The exercise: Retype the lines below word for word, starting at the line that contains "of the jack-o-lantern" and continuing through the last line, with both ends included.

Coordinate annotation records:
<<<<

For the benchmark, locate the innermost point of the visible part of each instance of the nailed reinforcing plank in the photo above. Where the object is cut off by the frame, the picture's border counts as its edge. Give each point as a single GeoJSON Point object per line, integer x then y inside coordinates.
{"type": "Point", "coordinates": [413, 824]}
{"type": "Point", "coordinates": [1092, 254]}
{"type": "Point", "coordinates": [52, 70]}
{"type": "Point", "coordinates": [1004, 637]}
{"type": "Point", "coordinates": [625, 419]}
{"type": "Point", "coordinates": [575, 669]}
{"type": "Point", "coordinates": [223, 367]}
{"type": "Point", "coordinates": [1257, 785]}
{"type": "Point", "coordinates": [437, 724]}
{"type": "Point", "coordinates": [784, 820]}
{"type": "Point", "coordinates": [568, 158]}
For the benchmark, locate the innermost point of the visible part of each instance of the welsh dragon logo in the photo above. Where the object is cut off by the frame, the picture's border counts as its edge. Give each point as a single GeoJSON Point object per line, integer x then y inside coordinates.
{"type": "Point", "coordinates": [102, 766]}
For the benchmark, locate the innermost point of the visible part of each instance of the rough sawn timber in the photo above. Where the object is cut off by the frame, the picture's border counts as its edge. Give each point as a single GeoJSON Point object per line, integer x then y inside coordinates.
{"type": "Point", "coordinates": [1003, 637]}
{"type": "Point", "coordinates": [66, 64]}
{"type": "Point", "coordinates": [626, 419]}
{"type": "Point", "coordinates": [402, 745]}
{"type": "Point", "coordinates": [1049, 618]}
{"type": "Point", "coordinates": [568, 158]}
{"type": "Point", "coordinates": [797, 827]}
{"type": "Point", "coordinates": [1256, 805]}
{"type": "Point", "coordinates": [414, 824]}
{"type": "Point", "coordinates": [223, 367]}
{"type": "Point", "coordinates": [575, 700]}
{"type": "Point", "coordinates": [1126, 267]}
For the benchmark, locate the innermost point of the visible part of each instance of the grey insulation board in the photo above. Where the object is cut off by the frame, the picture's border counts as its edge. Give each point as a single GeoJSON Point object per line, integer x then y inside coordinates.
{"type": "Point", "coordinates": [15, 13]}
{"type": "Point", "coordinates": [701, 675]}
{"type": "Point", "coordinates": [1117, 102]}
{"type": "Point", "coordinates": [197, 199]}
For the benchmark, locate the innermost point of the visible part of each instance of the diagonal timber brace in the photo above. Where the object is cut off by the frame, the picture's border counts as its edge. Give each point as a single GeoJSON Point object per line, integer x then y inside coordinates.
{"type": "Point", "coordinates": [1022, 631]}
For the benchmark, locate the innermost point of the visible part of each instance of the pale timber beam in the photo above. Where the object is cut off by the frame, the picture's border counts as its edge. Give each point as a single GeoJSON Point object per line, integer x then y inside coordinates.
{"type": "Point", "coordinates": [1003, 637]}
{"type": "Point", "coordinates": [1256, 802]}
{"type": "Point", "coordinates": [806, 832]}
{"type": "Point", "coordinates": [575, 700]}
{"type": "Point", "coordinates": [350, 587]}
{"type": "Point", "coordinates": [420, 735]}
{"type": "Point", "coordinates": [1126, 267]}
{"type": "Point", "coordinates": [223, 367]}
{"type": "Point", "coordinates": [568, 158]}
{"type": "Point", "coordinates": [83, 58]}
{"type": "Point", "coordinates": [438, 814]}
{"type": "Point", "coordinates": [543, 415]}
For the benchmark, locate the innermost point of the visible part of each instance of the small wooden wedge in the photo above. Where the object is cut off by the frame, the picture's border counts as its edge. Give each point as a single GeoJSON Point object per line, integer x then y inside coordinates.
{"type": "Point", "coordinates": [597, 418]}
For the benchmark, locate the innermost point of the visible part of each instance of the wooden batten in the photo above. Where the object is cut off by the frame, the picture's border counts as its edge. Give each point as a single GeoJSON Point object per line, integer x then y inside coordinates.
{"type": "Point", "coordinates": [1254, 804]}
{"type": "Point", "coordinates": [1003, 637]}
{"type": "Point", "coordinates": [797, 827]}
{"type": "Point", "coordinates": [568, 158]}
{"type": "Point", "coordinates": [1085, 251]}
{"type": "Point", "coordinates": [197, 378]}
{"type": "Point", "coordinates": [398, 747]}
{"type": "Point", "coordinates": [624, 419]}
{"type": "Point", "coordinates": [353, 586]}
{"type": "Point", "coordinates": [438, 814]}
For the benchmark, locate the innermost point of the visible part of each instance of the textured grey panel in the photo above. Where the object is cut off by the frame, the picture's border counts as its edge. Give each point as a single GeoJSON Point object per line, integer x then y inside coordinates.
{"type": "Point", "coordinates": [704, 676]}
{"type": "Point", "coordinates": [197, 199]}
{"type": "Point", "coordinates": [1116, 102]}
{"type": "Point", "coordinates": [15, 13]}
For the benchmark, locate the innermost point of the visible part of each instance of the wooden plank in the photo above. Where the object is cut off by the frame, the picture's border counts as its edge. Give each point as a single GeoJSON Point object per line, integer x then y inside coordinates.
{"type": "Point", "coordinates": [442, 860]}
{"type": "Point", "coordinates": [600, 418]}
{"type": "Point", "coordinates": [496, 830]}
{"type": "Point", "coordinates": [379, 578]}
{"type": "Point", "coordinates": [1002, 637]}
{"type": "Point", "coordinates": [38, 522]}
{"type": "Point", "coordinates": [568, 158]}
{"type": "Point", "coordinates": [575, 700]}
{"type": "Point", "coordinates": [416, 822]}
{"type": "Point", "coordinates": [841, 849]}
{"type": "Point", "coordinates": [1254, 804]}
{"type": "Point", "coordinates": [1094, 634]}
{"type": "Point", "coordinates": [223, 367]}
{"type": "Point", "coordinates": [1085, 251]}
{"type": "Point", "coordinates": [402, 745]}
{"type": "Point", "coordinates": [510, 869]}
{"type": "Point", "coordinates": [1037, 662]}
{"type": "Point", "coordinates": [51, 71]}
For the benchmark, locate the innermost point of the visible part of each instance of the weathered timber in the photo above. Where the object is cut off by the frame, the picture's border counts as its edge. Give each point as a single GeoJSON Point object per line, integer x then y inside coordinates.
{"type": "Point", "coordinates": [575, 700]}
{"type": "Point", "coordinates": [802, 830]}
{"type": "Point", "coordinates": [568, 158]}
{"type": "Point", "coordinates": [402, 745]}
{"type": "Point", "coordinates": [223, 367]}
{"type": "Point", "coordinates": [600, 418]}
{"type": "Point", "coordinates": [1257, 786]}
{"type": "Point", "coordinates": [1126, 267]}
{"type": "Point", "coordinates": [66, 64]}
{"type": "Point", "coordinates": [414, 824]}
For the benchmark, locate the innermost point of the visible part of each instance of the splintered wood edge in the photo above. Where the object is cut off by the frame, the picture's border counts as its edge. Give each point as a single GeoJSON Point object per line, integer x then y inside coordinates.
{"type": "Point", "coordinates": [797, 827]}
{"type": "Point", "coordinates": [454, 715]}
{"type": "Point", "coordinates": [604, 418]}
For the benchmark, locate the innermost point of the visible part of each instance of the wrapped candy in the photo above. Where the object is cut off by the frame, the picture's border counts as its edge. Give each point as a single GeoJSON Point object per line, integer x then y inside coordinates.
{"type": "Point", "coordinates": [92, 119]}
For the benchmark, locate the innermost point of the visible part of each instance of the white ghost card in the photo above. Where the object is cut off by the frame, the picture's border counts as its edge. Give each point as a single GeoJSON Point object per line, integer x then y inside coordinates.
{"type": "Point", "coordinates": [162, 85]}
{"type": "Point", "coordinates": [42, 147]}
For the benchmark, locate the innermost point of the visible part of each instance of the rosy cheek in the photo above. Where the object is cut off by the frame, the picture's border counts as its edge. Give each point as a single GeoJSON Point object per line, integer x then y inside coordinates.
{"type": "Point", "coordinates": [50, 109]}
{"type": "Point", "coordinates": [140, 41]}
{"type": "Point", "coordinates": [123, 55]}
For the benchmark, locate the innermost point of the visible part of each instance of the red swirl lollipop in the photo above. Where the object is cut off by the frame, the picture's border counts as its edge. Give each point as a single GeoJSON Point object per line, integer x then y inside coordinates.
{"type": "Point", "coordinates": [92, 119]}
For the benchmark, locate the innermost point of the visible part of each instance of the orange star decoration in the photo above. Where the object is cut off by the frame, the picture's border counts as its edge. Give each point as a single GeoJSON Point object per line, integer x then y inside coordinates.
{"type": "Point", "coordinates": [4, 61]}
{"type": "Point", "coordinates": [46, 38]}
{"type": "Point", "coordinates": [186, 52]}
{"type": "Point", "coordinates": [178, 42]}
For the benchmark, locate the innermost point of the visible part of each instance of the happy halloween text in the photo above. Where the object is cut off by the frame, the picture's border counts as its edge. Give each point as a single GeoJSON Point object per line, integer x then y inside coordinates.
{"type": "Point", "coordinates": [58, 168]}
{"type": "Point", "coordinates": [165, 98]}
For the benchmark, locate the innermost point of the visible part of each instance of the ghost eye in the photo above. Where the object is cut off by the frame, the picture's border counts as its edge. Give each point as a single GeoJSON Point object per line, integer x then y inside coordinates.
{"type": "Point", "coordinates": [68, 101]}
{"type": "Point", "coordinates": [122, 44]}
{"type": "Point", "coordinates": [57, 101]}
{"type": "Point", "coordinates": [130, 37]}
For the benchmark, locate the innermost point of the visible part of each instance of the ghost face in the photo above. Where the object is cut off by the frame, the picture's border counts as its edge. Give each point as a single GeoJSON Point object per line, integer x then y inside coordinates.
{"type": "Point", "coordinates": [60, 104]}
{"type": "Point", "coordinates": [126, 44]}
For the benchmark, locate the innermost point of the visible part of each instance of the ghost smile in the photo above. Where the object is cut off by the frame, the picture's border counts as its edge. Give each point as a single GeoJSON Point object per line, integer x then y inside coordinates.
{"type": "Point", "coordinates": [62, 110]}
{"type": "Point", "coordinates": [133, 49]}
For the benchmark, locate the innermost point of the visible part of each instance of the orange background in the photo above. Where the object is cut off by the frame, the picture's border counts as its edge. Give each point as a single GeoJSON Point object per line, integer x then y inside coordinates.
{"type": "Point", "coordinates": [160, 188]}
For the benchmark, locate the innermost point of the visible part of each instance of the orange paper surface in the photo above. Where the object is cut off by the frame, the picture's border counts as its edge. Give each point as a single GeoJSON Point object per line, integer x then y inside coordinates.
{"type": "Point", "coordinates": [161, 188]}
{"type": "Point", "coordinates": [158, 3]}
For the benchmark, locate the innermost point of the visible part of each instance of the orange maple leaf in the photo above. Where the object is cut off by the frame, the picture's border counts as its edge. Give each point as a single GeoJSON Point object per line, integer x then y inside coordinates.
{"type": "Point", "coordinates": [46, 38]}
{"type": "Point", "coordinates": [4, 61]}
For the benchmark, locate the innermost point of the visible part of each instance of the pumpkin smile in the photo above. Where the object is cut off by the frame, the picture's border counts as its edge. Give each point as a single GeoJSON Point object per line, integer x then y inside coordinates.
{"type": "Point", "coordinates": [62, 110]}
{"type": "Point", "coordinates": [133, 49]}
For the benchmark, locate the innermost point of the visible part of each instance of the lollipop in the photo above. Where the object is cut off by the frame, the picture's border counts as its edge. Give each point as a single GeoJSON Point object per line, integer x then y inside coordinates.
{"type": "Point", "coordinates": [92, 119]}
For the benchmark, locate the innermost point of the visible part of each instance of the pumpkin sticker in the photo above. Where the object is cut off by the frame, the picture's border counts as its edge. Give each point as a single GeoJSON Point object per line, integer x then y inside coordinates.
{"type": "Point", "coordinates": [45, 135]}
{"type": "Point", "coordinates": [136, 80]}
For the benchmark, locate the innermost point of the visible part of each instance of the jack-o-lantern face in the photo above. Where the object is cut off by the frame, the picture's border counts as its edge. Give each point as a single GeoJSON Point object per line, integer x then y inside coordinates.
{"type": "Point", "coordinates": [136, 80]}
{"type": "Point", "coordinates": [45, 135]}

>>>>

Output for this task:
For the benchmark, locate the innermost point of the visible part of each instance of the jack-o-lantern face in the photo above. Where the object is cut off by the frame, the picture's border counts as its edge. Give each point as a single GeoJSON Point object per line, integer x then y inside coordinates.
{"type": "Point", "coordinates": [136, 80]}
{"type": "Point", "coordinates": [45, 135]}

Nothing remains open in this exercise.